Excerpts of data on labeled regions:
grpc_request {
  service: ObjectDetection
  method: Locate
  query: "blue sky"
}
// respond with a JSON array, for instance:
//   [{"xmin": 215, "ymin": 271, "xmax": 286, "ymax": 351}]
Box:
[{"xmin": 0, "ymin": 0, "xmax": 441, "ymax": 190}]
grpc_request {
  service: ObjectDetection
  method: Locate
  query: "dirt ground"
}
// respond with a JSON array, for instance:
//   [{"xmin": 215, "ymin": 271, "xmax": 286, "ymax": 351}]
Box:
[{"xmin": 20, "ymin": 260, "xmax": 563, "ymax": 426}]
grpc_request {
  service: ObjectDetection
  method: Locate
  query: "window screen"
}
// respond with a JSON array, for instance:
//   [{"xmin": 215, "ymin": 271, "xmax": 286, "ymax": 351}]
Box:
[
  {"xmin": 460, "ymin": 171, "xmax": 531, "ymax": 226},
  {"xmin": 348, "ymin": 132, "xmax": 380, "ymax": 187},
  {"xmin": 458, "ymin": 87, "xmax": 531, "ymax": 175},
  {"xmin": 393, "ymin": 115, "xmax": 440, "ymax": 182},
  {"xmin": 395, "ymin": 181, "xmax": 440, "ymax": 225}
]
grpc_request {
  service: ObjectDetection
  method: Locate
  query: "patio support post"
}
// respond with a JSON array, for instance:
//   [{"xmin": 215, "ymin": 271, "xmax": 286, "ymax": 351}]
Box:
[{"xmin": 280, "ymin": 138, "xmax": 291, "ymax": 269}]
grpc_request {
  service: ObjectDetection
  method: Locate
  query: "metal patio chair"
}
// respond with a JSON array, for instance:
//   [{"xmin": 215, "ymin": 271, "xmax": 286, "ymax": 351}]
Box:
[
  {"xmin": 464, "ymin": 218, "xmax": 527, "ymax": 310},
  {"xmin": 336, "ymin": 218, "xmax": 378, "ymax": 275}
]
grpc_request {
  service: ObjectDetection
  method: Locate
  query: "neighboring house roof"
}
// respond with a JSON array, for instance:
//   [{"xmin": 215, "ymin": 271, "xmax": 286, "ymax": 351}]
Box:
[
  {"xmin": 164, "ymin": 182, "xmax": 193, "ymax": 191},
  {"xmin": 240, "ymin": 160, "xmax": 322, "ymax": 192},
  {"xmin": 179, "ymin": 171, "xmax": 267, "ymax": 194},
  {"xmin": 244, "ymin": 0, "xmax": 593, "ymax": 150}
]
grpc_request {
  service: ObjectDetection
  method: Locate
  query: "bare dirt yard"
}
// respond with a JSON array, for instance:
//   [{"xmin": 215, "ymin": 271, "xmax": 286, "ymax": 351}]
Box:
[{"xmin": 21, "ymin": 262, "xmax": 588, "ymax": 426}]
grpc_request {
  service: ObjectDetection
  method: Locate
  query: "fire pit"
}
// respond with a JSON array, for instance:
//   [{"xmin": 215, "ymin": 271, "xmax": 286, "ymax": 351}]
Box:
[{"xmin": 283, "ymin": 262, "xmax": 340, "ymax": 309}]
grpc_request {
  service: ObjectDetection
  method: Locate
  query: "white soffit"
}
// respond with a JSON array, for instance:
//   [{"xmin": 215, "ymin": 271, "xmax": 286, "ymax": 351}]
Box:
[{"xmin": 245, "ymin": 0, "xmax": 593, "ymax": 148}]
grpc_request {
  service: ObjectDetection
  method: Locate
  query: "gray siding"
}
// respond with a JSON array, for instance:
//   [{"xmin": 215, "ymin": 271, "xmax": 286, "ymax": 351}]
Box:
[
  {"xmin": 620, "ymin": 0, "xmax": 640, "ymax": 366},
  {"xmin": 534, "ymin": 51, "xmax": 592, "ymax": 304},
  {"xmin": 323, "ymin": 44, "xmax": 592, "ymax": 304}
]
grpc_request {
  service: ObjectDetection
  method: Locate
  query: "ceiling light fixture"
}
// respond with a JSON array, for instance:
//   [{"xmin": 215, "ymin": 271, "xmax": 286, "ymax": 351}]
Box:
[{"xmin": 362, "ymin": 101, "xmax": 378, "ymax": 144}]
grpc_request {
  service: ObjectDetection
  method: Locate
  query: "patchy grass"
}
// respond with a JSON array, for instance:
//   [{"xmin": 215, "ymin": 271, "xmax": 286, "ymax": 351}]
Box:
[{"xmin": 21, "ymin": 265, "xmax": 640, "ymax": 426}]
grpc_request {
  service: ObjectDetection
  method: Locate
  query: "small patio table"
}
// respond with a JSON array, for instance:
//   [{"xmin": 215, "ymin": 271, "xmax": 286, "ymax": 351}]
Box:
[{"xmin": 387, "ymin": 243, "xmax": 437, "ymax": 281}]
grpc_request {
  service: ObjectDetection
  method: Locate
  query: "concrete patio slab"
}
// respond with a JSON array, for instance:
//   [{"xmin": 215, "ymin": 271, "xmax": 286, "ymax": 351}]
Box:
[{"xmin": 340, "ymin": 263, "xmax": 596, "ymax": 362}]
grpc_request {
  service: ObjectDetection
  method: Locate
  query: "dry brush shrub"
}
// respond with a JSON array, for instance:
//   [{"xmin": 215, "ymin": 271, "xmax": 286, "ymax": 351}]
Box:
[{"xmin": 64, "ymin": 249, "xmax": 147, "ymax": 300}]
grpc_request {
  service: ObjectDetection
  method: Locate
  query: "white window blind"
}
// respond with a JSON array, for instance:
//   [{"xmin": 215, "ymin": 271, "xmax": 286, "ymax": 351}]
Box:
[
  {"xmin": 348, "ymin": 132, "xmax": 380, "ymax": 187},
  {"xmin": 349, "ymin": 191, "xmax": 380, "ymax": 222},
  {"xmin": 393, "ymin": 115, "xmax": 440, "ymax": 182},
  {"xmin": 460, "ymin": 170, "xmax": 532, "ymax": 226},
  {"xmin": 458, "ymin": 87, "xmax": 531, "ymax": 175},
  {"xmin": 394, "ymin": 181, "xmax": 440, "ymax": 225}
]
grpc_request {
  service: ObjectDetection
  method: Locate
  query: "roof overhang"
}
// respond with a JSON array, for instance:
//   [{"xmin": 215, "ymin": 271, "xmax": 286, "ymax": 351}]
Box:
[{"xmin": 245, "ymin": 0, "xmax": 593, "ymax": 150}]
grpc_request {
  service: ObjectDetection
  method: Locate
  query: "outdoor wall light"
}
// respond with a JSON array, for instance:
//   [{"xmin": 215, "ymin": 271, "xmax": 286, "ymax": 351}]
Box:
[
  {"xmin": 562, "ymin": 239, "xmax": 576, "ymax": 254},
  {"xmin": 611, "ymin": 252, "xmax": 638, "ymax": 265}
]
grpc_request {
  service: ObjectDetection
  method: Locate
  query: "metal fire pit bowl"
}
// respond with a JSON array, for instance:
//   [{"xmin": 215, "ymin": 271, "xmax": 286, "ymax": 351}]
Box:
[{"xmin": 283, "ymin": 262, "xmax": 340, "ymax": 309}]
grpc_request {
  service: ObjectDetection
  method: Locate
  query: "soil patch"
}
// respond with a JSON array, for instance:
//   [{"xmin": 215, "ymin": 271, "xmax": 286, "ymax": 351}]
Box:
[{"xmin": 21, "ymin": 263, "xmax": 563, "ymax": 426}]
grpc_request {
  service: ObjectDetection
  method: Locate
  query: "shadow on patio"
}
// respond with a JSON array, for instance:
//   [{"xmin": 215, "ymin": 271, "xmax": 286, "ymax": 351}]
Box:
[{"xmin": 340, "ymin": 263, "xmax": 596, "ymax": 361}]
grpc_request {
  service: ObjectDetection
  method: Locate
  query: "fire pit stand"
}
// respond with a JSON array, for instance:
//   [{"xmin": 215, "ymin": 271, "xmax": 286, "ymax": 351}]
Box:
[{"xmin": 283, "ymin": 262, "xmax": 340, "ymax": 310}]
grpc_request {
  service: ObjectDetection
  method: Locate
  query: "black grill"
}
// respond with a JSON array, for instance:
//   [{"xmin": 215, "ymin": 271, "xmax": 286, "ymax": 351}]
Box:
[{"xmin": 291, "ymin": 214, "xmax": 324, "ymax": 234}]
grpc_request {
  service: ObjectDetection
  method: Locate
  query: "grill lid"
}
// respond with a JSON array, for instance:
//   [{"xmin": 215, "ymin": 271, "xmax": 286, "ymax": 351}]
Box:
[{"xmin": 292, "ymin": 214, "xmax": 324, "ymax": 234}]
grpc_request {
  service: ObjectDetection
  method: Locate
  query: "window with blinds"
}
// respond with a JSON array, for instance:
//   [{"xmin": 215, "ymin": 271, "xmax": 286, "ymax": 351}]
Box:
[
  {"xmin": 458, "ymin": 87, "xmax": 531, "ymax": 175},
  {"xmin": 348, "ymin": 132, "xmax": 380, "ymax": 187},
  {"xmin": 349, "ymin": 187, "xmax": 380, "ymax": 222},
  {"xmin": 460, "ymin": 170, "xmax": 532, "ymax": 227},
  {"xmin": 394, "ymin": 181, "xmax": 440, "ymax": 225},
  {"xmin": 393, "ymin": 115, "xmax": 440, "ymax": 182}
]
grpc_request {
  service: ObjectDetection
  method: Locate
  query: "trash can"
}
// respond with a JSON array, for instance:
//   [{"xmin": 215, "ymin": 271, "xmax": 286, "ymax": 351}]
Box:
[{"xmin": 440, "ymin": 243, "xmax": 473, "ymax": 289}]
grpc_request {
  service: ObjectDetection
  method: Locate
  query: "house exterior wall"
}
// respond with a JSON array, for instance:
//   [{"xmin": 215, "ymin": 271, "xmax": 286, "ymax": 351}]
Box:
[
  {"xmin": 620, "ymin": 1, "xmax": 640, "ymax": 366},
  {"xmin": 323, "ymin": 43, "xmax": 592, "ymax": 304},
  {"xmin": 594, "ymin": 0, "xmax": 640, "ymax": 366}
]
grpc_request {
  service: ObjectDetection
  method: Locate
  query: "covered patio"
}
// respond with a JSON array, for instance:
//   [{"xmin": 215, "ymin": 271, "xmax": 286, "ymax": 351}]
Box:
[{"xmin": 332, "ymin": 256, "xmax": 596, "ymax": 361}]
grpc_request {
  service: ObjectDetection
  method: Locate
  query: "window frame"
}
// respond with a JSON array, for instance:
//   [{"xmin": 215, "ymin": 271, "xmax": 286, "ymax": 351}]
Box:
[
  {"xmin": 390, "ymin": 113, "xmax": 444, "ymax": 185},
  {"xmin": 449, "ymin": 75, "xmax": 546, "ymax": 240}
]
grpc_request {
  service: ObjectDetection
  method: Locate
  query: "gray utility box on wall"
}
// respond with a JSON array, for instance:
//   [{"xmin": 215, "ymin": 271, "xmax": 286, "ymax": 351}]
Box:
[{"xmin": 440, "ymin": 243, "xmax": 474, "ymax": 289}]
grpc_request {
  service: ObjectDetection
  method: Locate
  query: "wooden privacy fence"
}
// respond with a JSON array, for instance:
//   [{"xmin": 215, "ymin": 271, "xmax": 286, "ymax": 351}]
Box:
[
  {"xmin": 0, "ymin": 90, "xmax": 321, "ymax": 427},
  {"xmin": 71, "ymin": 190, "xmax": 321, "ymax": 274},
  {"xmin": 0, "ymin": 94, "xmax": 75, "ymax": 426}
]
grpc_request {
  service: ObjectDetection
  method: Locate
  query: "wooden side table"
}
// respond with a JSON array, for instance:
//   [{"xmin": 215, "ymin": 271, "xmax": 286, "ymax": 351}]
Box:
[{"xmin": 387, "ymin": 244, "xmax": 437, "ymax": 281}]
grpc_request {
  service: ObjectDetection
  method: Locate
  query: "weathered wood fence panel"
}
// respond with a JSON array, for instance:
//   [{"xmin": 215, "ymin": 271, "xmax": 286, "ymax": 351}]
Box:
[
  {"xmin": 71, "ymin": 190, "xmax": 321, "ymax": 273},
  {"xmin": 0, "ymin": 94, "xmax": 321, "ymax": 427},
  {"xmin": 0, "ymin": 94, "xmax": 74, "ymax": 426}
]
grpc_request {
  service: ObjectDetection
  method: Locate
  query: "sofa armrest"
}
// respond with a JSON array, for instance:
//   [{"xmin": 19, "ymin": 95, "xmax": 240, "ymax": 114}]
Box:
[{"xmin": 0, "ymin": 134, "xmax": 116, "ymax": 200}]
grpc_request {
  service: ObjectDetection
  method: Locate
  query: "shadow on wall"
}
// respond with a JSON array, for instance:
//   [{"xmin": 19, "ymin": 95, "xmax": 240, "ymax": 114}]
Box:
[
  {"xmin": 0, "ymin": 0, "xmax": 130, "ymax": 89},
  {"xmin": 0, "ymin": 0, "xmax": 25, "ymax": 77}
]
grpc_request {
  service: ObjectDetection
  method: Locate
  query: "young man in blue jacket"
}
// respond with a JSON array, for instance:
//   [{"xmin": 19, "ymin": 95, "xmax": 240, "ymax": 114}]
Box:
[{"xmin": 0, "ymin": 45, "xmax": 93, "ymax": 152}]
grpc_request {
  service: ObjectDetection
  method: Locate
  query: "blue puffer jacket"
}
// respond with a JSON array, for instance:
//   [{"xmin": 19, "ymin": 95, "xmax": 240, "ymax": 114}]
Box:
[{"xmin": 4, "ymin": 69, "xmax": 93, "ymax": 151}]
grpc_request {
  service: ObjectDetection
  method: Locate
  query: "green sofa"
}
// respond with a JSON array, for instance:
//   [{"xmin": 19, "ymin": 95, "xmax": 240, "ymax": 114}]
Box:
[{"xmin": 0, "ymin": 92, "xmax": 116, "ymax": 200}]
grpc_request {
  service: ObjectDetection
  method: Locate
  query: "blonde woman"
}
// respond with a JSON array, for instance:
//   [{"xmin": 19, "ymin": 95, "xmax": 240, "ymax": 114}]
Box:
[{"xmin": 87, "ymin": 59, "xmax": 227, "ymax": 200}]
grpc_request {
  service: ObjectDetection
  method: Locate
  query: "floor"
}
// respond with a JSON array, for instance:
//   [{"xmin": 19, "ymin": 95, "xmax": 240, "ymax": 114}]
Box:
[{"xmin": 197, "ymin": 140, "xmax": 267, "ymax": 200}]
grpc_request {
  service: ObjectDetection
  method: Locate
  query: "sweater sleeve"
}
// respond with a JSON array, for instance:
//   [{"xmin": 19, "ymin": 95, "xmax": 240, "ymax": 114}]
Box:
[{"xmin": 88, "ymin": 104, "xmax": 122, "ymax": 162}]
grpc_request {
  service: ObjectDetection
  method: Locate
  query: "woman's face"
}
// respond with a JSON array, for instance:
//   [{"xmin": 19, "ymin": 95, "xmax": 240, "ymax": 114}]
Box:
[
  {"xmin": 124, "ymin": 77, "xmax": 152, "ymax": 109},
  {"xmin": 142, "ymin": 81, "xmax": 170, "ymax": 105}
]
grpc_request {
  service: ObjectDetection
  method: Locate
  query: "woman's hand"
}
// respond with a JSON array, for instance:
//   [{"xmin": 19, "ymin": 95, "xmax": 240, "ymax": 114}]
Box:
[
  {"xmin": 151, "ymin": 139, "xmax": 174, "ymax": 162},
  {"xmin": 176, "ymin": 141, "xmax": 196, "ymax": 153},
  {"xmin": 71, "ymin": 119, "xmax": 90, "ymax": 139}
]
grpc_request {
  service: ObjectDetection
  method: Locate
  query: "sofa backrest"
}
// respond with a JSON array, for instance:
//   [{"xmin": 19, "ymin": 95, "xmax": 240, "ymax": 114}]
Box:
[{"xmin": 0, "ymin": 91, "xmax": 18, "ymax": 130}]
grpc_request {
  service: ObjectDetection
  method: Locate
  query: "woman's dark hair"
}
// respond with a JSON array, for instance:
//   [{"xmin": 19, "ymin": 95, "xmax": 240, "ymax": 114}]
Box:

*To do:*
State how many lines of the data above contain the word "fence". Give only the number.

*Result of the exercise:*
2